La Nuit de David, bordée par les rives du Loing

Avec son deuxième roman, à nouveau publié par les éditions Gallimard, Abigail Assor nous livre un texte sur la famille, une histoire vue à hauteur d’yeux d’enfants. Il y est question de la figure maternelle, de la limite (ténue) entre défaillance parentale et maltraitance, du mince feuillet entre profils « neuroatypiques » et psychose.

Avec « La Nuit de David », Abigail Assor livre un roman sur une mère et un enfant qui déraillent – photo F. Mantovani Éditions Gallimard


Par Izabel Tognarelli.


Qui n’a pas rêvé, enfant, d’un double imaginaire, d’une jumelle ou d’un jumeau, voire d’un sosie ? Abigail Assor nous présente son roman comme une fraternité intense, fusionnelle, entre un frère et une sœur, deux jumeaux ; une enfance dans laquelle l’imaginaire occupe une large place – c’est normal – mais qui va voler en éclats, par une « Nuit » planifiée de longue date.

Un livre qui aurait pu s’intituler « Moi, mon frère »

« La Nuit de David » est un roman aux accents autobiographiques : on croit en l’existence de ce jumeau sacrifié ; les mots transpirent leur vérité. Et puis tout est remis en question, en écoutant Clara Dupont-Monod, un dimanche matin sur France Inter. La chroniqueuse résume ainsi ce que lui a confié la romancière : « Tout le monde croit qu’Olivia, c’est moi. En réalité, je suis David : j’ai été une enfant compliquée et violente ; je n’ai pas de sœur, donc j’en ai inventé une qui veille sur David pour apprendre à aimer l’enfant que j’ai été ».

Alors, on relit le texte en prenant en compte cette nouvelle donne.

CONSIGNE. Relevez tous les noms de personnes, réelles ou personnages du roman, qui apparaissent dans l'article sur « La Nuit de David ».

Annotations de position
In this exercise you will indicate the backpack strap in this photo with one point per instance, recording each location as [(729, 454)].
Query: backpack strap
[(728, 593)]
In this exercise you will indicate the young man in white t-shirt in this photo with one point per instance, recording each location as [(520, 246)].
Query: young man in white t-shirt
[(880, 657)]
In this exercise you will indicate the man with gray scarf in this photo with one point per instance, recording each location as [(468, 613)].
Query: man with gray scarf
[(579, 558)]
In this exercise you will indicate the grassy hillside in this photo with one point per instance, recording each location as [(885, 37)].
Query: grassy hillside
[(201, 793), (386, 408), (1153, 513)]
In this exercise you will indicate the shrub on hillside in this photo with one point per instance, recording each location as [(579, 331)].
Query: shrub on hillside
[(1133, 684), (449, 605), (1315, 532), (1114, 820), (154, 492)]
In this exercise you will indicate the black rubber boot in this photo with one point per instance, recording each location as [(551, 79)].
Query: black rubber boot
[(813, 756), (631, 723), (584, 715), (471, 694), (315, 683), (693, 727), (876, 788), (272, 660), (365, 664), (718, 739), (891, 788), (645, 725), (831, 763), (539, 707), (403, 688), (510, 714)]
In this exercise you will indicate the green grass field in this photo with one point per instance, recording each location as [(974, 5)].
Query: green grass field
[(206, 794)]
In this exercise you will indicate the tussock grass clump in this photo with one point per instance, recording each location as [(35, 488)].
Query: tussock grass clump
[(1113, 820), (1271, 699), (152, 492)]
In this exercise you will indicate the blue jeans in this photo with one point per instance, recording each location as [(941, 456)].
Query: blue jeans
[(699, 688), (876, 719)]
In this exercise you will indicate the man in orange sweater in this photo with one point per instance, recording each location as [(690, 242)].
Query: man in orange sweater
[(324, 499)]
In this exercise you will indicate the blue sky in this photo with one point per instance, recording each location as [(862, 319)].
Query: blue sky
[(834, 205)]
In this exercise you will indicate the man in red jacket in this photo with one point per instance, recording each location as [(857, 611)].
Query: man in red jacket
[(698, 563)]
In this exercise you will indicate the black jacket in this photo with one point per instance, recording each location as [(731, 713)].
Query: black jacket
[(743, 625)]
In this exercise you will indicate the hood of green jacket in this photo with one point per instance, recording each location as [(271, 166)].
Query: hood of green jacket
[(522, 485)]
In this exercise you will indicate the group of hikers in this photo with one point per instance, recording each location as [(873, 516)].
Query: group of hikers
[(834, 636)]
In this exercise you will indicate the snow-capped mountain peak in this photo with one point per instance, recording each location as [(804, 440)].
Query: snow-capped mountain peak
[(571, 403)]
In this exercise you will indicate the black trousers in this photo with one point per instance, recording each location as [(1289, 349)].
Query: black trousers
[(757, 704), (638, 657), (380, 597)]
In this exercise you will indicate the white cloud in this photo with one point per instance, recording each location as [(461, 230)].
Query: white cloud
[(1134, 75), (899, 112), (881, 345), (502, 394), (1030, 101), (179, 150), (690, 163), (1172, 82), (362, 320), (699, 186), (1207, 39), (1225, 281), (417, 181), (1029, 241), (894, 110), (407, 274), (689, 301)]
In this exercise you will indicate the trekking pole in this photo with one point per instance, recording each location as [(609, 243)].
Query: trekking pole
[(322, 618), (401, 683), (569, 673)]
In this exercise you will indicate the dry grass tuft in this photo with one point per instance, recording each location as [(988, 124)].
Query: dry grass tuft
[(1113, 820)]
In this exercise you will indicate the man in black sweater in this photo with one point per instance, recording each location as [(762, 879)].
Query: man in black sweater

RÉPONSE ATTENDUE.
- Abigail Assor
- David
- F. Mantovani
- Izabel Tognarelli
- Clara Dupont-Monod
- Olivia